==== Material for this task ====
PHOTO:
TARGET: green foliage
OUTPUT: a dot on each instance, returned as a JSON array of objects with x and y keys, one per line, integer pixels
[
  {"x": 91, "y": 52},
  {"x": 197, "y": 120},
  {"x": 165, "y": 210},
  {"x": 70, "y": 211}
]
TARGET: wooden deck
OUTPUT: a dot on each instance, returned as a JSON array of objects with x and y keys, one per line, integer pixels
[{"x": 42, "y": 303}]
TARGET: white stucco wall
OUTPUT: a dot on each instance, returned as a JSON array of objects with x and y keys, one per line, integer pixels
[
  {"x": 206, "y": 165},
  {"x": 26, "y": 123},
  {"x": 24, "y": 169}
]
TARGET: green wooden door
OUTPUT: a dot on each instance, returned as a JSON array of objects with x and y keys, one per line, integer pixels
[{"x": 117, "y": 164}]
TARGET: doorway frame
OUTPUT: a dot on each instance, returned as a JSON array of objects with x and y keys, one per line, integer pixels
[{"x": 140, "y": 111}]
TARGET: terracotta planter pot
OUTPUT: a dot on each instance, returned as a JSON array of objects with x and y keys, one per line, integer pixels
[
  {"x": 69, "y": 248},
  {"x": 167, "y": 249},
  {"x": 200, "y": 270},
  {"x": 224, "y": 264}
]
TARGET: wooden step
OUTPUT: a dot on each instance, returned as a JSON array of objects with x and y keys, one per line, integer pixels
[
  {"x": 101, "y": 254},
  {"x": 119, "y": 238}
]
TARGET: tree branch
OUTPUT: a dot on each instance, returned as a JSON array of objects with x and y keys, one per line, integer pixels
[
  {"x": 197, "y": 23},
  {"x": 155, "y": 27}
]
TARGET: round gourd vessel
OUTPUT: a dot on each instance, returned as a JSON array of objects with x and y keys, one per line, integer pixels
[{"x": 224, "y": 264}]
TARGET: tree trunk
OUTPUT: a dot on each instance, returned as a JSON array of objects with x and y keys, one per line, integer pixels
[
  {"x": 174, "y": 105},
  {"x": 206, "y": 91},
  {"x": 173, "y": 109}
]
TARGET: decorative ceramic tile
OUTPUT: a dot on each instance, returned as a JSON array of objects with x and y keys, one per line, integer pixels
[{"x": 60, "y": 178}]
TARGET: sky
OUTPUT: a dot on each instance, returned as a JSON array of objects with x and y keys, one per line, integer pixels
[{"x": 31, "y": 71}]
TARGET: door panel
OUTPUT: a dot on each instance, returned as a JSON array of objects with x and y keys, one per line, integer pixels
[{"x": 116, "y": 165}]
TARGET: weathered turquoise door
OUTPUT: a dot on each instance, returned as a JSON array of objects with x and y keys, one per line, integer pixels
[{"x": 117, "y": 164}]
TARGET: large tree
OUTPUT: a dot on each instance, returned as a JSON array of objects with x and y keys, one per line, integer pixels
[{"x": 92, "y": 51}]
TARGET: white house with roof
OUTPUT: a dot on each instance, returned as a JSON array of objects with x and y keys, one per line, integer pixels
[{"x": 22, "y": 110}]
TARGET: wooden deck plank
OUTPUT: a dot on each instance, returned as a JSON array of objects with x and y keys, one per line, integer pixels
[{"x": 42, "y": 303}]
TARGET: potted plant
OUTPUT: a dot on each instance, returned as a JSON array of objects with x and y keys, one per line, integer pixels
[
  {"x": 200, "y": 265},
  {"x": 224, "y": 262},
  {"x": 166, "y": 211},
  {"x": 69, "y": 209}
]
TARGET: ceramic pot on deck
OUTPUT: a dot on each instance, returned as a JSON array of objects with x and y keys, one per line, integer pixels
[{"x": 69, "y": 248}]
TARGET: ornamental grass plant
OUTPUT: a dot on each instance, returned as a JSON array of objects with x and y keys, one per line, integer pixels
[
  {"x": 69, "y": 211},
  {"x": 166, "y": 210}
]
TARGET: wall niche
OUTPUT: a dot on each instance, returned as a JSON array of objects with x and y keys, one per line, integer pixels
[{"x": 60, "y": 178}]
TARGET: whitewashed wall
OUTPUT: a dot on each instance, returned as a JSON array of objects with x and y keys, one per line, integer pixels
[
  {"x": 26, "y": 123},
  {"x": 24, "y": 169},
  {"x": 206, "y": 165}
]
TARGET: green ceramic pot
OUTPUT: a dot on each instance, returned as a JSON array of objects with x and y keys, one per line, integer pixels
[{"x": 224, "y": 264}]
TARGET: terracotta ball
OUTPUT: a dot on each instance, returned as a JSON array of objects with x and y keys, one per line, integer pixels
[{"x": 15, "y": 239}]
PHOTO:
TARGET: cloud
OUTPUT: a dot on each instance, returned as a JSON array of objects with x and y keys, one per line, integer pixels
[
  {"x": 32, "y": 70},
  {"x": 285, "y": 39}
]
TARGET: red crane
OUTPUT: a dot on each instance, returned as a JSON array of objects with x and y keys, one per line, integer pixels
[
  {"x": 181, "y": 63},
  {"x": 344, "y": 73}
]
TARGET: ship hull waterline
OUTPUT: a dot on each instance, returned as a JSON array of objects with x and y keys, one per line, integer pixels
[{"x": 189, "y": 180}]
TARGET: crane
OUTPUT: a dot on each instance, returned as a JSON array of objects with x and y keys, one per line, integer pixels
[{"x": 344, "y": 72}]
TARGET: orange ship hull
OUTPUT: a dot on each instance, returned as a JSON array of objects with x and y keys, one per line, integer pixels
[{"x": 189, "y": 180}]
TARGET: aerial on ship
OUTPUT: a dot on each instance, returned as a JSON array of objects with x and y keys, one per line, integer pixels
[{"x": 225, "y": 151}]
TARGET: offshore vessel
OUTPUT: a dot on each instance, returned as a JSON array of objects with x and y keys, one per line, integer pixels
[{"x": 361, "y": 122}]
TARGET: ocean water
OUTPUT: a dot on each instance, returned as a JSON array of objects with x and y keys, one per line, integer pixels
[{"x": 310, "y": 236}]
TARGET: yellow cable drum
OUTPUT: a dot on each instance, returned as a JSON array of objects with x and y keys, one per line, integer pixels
====
==== Material for this task ====
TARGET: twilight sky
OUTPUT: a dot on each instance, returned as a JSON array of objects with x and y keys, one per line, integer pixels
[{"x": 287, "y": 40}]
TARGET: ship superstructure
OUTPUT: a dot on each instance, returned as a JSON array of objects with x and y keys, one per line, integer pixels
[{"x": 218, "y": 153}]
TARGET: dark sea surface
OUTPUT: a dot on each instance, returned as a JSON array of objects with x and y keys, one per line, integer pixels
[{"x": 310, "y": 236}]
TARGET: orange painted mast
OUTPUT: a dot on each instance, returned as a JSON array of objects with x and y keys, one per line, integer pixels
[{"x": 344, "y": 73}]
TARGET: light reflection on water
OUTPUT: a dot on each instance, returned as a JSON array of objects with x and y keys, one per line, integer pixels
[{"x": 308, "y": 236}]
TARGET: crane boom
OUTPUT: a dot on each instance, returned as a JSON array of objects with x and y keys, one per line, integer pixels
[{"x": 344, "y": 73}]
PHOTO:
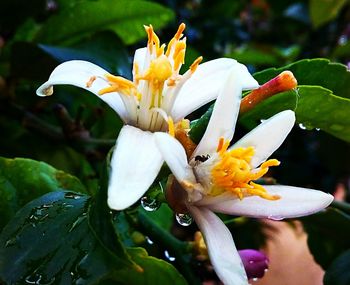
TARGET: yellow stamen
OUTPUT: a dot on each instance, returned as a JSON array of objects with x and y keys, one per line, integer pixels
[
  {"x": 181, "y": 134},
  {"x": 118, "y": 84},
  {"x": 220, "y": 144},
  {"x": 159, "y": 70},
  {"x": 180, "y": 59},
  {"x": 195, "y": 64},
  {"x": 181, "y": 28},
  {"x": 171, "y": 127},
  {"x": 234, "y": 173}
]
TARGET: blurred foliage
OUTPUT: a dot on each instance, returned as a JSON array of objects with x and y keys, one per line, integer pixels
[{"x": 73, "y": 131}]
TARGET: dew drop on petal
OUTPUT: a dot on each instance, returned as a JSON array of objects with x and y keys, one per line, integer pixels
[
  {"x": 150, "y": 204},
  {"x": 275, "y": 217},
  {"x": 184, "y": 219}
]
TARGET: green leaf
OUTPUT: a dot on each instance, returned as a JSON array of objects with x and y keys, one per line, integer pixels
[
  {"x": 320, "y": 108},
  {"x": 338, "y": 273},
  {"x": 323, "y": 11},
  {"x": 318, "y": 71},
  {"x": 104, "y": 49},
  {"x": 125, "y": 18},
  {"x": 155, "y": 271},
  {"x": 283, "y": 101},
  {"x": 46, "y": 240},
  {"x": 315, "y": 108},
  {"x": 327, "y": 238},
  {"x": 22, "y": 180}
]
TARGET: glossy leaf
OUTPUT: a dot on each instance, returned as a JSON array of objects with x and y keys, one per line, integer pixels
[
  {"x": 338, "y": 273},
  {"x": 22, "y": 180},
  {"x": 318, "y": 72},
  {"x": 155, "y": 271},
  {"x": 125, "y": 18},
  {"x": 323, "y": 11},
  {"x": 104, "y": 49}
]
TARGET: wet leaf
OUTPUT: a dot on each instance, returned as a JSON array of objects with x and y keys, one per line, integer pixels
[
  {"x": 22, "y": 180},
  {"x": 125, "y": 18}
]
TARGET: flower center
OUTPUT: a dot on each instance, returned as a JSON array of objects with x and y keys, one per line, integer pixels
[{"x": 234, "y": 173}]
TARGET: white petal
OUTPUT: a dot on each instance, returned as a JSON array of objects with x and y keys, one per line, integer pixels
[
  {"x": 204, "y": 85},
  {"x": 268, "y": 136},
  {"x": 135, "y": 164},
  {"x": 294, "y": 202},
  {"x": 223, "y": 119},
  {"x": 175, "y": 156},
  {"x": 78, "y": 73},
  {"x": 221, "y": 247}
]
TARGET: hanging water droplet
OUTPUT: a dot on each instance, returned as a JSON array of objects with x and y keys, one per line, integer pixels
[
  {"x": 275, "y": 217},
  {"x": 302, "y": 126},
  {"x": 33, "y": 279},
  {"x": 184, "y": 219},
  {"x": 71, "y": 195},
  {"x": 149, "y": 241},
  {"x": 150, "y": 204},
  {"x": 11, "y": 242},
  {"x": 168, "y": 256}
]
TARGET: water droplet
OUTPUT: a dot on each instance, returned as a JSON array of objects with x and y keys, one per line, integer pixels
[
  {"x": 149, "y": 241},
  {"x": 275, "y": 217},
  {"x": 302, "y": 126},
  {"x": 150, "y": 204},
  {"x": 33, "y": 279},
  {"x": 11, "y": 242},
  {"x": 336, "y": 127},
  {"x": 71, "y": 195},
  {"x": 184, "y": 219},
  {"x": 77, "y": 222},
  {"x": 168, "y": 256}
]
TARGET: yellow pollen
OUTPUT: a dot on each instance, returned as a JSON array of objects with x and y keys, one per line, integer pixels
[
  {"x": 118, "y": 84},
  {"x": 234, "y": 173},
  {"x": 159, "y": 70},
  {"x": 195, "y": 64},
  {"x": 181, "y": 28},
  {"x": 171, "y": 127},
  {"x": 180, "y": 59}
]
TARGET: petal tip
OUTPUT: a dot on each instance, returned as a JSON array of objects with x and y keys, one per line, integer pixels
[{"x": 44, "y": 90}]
====
==== Material for this task ====
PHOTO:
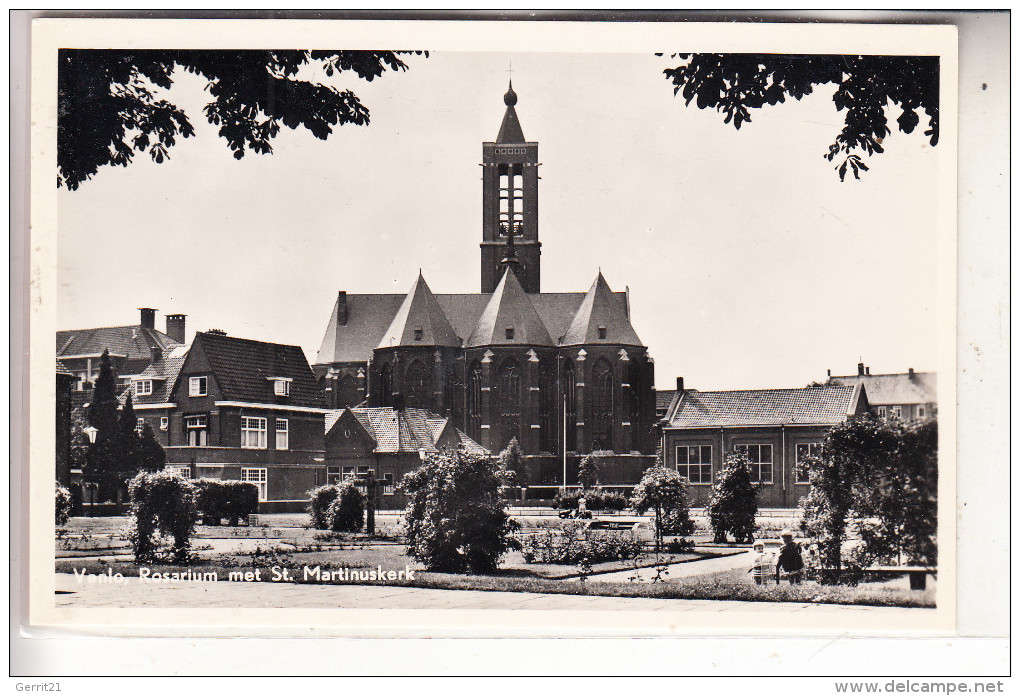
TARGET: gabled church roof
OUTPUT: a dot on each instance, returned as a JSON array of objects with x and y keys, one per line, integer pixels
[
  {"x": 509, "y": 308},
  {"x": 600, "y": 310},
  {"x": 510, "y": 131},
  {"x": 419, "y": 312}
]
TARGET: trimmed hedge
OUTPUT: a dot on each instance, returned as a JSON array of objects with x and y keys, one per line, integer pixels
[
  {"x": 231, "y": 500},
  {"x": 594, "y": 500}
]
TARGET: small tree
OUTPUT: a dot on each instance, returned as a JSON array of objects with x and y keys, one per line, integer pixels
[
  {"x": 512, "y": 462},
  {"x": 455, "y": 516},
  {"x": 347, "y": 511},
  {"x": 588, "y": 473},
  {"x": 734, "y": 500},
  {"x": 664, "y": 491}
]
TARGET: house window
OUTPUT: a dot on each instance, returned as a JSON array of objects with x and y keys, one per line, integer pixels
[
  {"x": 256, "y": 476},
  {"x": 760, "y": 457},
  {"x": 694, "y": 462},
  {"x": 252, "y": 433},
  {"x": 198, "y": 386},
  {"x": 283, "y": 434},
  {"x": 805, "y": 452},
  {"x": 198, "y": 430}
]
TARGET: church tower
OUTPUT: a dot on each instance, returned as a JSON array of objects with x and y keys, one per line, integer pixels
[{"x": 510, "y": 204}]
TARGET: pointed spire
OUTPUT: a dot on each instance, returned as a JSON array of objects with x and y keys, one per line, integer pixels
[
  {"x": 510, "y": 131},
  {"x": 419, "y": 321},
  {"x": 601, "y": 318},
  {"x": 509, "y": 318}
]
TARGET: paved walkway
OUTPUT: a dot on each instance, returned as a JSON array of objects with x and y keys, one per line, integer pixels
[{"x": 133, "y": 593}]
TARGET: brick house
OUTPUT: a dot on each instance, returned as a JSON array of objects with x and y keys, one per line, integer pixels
====
> _Goal of the exercise_
Your answer should be the exact lines above from the one containing "TARGET: twilight sky" through the one containing "TARGET: yellow stamen", with both end lines kept and the pictures removed, please.

> _Response to this exercise_
TARGET: twilight sky
OUTPUT: a dot on each instance, returned as a JSON array of objects with x and y keys, one per line, integer pixels
[{"x": 287, "y": 40}]
TARGET: ship superstructure
OUTPUT: a dot on each instance, returned as a JSON array of objects with x and y keys, one per line, integer pixels
[{"x": 218, "y": 153}]
TARGET: dark sea surface
OUTPUT: a dot on each instance, returned as a JSON array of objects with x and y keys, one per line, integer pixels
[{"x": 310, "y": 236}]
TARGET: orange painted mast
OUTPUT: a dot on each instance, returned as a JSON array of objects with x and y keys, one per line, integer pixels
[{"x": 344, "y": 73}]
TARGET: light reflection on water
OUTPUT: a dot on each instance, returned as a JSON array of objects with x and y keys, one per line, integer pixels
[{"x": 308, "y": 236}]
TARGET: crane boom
OUTPUT: a dot on each instance, returned as a JSON array of objects with x and y keys, one per line, integer pixels
[{"x": 344, "y": 73}]
PHOTO:
TARGET: yellow stamen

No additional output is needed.